··· Provided data ···
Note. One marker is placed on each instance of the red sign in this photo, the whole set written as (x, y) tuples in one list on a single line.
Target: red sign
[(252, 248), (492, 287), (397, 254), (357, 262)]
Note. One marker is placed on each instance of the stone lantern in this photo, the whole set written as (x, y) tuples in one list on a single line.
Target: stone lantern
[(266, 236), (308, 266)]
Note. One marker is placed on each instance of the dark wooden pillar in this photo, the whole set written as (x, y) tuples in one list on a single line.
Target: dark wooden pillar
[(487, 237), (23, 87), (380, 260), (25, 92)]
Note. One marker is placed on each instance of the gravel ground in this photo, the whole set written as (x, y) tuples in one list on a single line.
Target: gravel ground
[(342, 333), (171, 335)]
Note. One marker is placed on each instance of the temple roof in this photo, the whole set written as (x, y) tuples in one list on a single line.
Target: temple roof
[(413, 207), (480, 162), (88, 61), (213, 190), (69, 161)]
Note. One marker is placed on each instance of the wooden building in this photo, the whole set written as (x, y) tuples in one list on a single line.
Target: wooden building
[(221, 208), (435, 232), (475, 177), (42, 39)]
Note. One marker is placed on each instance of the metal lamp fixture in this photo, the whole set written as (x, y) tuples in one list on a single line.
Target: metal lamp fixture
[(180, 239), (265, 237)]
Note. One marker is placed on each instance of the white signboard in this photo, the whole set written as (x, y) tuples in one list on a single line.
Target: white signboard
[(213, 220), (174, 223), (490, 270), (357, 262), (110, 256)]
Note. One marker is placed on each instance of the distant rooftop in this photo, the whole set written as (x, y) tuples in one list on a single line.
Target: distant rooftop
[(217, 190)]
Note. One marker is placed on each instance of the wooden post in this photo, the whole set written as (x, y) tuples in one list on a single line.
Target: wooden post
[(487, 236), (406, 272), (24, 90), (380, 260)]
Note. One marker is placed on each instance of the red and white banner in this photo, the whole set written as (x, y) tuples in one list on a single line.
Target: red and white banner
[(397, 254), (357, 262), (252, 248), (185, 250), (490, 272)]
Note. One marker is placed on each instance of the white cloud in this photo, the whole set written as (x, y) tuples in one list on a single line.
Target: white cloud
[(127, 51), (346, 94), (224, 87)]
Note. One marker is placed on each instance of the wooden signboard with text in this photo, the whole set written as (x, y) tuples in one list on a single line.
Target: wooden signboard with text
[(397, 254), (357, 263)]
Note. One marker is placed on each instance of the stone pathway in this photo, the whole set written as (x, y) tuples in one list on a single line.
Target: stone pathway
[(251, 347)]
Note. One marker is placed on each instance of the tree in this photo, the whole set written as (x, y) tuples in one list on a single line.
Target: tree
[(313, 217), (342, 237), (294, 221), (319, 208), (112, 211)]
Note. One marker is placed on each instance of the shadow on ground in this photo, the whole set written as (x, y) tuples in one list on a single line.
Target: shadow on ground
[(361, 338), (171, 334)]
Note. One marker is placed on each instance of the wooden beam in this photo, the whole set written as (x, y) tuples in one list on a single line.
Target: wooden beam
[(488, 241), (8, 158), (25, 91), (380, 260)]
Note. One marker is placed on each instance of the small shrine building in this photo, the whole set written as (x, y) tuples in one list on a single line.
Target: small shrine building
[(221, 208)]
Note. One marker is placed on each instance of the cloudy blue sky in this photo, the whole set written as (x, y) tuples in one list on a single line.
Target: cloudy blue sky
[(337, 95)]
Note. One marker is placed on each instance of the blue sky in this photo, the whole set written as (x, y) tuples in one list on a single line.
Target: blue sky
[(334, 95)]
···
◆ **Exercise objective**
Copy out every one of the records above word for word, leaving nothing out.

◆ **Answer**
Note. One marker is placed on each instance of the red sign in this photo, the whole set written as (x, y) tuples in one list on a single line.
Target: red sign
[(252, 248), (492, 287), (397, 254), (357, 262)]
Note. One marker is placed on each instance of the stone lantern in this photo, the whole set written as (x, y) tuples in one list on a single line.
Target: stone lantern
[(266, 236), (308, 266)]
Note. One marker is placed on each instance of the dark wooden pillar in this photo, the whole set written as (x, y) tuples in one list on a single line.
Target: dark wooden pillar
[(487, 237), (23, 87), (380, 260), (25, 92)]
Note. One marker is placed on each instance of the gravel ground in this photo, the whole set written as (x, y) tuples in one list on a single line.
Target: gravel ground
[(342, 333), (171, 335)]
Note. One marker is placed on each instance of the temple roof in this photo, the whole set written as (x, y) tuples in one list on a single line.
Target: temple roof
[(413, 207), (480, 162), (88, 61), (213, 190), (69, 161)]
Note. One marker is placed on each instance of the wooden building in this photo, the whole set written as (x, y) tuples in one list on a single line.
Target: wooden building
[(221, 208), (435, 232), (475, 177), (42, 39)]
Note. One marker is placed on each instance of the metal lamp fixture in this photo, the whole set written as (x, y) tuples in one list on a single line.
Target: metal lamp fixture
[(180, 239), (265, 237)]
Note. One marker is placed on each instance of the white signboard in this photo, the whole set written as (x, y) tuples in one list on a single line.
Target: white signboard
[(213, 220), (174, 223), (490, 270), (357, 262), (110, 256)]
Note. One marker is placed on each instance of the distant rooftop in this photo, the whole set written as (x, y) tuples in one list on a single line.
Target: distant rooftop
[(217, 190)]
Note. One marker is placed on each instance of the wooden post in this photo, the whole set written as (x, y) tuples in one list on a single line.
Target: wooden post
[(487, 236), (406, 272), (24, 90), (380, 260)]
Note. One marker is placed on each instance of the red and white banner in this photo, the whole set written as (x, y) tuples in one list on a single line.
Target: red and white banner
[(397, 254), (357, 262), (252, 248), (185, 250), (490, 272)]
Note. One marker is placed on each instance of the white cloud in this photo, the whole set written as (x, y) tuples in one list on a single line.
Target: white cloud
[(127, 51), (346, 94), (224, 87)]
Note. One marker is placed on each instance of the wooden signboard with text in this photo, the whole set written as (x, y) tuples in one list on a single line.
Target: wooden signboard with text
[(397, 254), (357, 263)]
Note. One marker is placed on each instance of the stone pathway in this photo, the whole set written as (x, y) tuples in one list on a single line.
Target: stone pathway
[(251, 347)]
Note. One marker is placed on each instance of the tree in this photo, the whole set written as (x, y) tuples in one list on a single line.
Target: tree
[(313, 217), (342, 237), (294, 221), (319, 208), (112, 211)]
Note. One marker is placed on each instance of the shadow on ground in this photo, the whole set written as (x, y) tuples in one list on a single line.
Target: shadow on ground
[(361, 338), (171, 334)]
Note. One marker is placed on each instance of the wooden beam in this photo, the whole set written as (x, y) tuples in one list on a single line.
Target: wooden beam
[(488, 241), (8, 158), (25, 91), (380, 260)]
Note. One marker is placed on each instance of the small shrine building in this photo, the whole set written as (x, y) tuples in one list on a single line.
Target: small shrine building
[(221, 208)]
Note. One marker is placed on each instance of the cloudy blue sky in this photo, the whole set written as (x, y) tuples in one list on a single line.
Target: cloudy blue sky
[(337, 95)]
Note. One marker is placed on each instance of the blue sky in this photo, the whole set written as (x, y) tuples in one list on a single line.
Target: blue sky
[(334, 95)]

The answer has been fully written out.